List every line of the material below that contains the word "balloon".

(begin)

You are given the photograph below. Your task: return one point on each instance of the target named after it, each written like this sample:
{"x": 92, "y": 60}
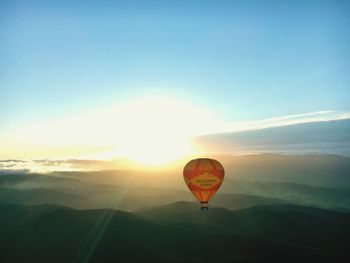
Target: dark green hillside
{"x": 175, "y": 233}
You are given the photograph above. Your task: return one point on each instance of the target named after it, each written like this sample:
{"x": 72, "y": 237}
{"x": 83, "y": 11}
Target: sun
{"x": 148, "y": 130}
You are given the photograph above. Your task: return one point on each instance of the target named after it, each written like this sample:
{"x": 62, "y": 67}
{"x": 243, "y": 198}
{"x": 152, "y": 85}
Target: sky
{"x": 227, "y": 61}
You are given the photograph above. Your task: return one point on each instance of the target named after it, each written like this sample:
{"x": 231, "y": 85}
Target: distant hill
{"x": 175, "y": 233}
{"x": 321, "y": 181}
{"x": 326, "y": 137}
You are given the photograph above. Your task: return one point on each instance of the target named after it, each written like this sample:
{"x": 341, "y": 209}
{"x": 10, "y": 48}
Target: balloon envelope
{"x": 203, "y": 177}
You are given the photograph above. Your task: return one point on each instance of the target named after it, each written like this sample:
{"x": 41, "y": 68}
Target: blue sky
{"x": 246, "y": 60}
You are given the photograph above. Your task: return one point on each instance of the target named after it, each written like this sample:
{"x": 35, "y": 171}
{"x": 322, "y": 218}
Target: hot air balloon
{"x": 203, "y": 177}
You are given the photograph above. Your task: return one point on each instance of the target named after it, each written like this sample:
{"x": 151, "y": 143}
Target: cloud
{"x": 286, "y": 120}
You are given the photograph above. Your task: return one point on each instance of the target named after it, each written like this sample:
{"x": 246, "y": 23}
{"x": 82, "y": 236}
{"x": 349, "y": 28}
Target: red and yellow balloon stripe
{"x": 203, "y": 177}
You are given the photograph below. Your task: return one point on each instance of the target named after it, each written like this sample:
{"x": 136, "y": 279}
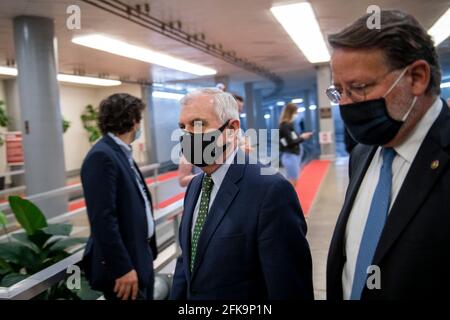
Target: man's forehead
{"x": 347, "y": 64}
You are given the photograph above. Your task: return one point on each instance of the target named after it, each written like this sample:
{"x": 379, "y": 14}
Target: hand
{"x": 127, "y": 285}
{"x": 306, "y": 135}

(end)

— Response —
Target: balloon envelope
Target: hot air balloon
Target: red and yellow balloon stripe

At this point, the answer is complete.